• **Entries from a point annotation set**
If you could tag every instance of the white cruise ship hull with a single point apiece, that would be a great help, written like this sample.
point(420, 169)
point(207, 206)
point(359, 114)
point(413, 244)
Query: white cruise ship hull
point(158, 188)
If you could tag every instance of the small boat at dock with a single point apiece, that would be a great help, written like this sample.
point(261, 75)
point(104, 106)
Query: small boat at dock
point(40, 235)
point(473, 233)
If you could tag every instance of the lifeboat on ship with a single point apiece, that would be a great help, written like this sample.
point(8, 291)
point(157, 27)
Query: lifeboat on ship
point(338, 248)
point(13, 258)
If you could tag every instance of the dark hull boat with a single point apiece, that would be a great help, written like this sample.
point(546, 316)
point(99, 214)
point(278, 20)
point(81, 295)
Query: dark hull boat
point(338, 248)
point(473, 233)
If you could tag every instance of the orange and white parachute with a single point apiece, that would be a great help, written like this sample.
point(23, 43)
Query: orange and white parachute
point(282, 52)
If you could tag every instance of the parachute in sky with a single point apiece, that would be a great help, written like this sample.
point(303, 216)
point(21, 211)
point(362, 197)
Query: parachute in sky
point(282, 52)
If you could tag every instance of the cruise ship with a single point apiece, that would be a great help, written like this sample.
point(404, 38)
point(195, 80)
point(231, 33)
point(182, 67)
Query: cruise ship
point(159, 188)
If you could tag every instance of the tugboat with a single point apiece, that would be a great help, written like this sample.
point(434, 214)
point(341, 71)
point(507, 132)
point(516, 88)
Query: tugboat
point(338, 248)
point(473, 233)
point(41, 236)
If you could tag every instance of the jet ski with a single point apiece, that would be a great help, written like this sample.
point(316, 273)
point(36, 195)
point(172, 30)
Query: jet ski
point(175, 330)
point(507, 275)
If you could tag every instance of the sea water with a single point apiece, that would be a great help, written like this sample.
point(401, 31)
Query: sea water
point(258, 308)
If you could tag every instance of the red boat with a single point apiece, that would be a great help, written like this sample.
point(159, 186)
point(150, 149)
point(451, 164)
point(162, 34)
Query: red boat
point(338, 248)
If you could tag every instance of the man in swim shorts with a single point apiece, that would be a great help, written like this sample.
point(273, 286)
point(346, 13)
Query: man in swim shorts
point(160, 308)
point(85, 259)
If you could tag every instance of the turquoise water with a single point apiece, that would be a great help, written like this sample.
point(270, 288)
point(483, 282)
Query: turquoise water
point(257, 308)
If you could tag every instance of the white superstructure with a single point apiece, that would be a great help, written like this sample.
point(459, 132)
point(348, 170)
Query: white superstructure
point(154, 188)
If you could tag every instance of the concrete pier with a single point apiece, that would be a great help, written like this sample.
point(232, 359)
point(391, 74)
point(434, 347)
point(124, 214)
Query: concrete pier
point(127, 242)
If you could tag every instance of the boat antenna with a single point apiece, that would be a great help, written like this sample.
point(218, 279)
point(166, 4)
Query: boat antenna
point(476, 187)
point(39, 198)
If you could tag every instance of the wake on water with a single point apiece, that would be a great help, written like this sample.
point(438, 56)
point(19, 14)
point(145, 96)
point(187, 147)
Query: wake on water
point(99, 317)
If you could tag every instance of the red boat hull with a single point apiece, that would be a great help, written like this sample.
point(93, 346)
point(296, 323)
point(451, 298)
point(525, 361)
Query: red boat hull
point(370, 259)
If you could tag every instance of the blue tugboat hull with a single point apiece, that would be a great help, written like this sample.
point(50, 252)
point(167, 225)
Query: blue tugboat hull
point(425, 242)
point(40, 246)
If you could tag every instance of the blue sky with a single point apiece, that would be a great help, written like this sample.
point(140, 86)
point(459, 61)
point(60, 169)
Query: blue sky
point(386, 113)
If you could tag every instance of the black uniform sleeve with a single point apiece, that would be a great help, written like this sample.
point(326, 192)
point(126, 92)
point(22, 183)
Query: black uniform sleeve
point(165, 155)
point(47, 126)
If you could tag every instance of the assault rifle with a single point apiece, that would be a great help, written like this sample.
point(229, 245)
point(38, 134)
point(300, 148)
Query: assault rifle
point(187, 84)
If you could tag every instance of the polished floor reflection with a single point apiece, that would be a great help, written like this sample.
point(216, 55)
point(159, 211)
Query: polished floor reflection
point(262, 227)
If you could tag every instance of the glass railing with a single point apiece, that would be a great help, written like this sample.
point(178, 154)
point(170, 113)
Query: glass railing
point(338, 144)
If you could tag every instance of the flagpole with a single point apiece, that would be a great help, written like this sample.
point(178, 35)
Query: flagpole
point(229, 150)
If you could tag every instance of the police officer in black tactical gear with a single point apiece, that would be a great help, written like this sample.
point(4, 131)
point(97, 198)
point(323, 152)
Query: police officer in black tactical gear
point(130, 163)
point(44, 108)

• **Problem statement**
Take the line that contains "If you could tag every instance of the flagpole" and every line after it through the end of the listing above, and repeat them exactly.

• **Reply to the task**
If you could tag every instance of the flagpole with a single point apiece, that would be a great help, written like this sample.
point(178, 35)
Query: flagpole
point(229, 150)
If you could tag every instance of the police officer in black tactical gear with a single point apiece, that would be a great help, written like this sample.
point(4, 131)
point(97, 198)
point(323, 152)
Query: police officer in black tactical gear
point(130, 163)
point(44, 108)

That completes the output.